A. BCE Loss를 사용하여 학습

- BCE loss라는게 있음.

net = torch.nn.Sequential(
    torch.nn.Linear(in_features=1, out_features=1),
    torch.nn.Sigmoid()
)
l1, a1 = net # 네트워크는 섭스크립터블 오브젝트이니까..
l1.weight.data = torch.tensor([[-0.3]])
l1.bias.data = torch.tensor([-0.8])
optimizr = torch.optim.SGD(net.parameters(),lr=0.25)
#---#
for epoc in range(100):
    ## 1
    yhat = net(x) 
    ## 2 
    #loss = torch.mean((y-yhat)**2)
    loss = -torch.mean(y*torch.log(yhat) + (1-y)*torch.log(1-yhat))
    ## 3
    loss.backward()
    ## 4 
    optimizr.step()
    optimizr.zero_grad()
plt.plot(x,y,'.',alpha=0.05)
plt.plot(x,v,'--r')
plt.plot(x,yhat.data,'--b')
plt.title('after 100 epochs')
Text(0.5, 1.0, 'after 100 epochs')

같은 100 에폭인데 훨씬 잘맞춤..

- loss수식을 못외우겠다면?

net = torch.nn.Sequential(
    torch.nn.Linear(in_features=1, out_features=1),
    torch.nn.Sigmoid()
)
l1, a1 = net 
l1.weight.data = torch.tensor([[-0.3]])
l1.bias.data = torch.tensor([-0.8])
loss_fn = torch.nn.BCELoss()
optimizr = torch.optim.SGD(net.parameters(),lr=0.25)
#---#
for epoc in range(100):
    ## 1
    yhat = net(x) 
    ## 2 
    loss = loss_fn(yhat,y) # yhat부터 써야함
    ## 3
    loss.backward()
    ## 4 
    optimizr.step()
    optimizr.zero_grad()
plt.plot(x,y,'.',alpha=0.05)
plt.plot(x,v,'--r')
plt.plot(x,yhat.data,'--b')
plt.title('after 100 epochs')
Text(0.5, 1.0, 'after 100 epochs')

B. Loss Function 시각화

plot_loss(torch.nn.MSELoss())

plot_loss(torch.nn.BCELoss())

- 비교해보자.

fig = plt.figure()
ax1 = fig.add_subplot(1,2,1,projection='3d')
ax2 = fig.add_subplot(1,2,2,projection='3d')
plot_loss(torch.nn.MSELoss(),ax1)
plot_loss(torch.nn.BCELoss(),ax2)

C. 학습과정 시각화 – 좋은 초기값

- MSELoss

net = torch.nn.Sequential(
    torch.nn.Linear(1,1),
    torch.nn.Sigmoid()
) 
net[0].bias.data = torch.tensor([-0.8])
net[0].weight.data = torch.tensor([[-0.3]])
loss_fn = torch.nn.MSELoss()
optimizr = torch.optim.SGD(net.parameters(),lr=0.25) 
#---#
show_animation(net,loss_fn,optimizr)

할 일: 위 BCE 손실에 관한 글에 나오는 문장 "같은 100 에폭인데 훨씬 잘맞춤.."을 영어로 번역해 주세요.

제공 정보:

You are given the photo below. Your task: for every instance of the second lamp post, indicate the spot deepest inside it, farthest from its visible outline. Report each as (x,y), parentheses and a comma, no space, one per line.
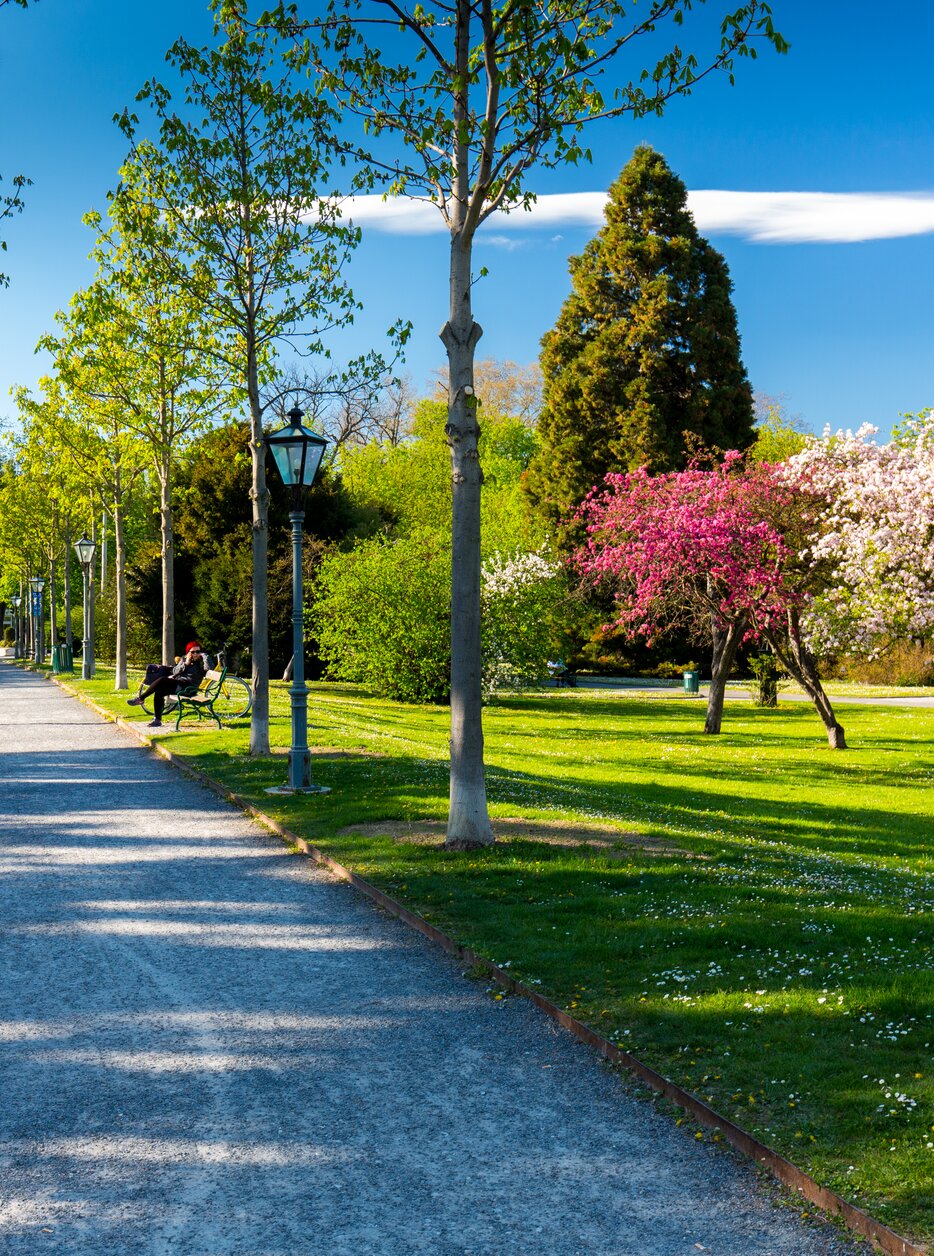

해결한 문제: It's the same 100 epochs, but it fits much better.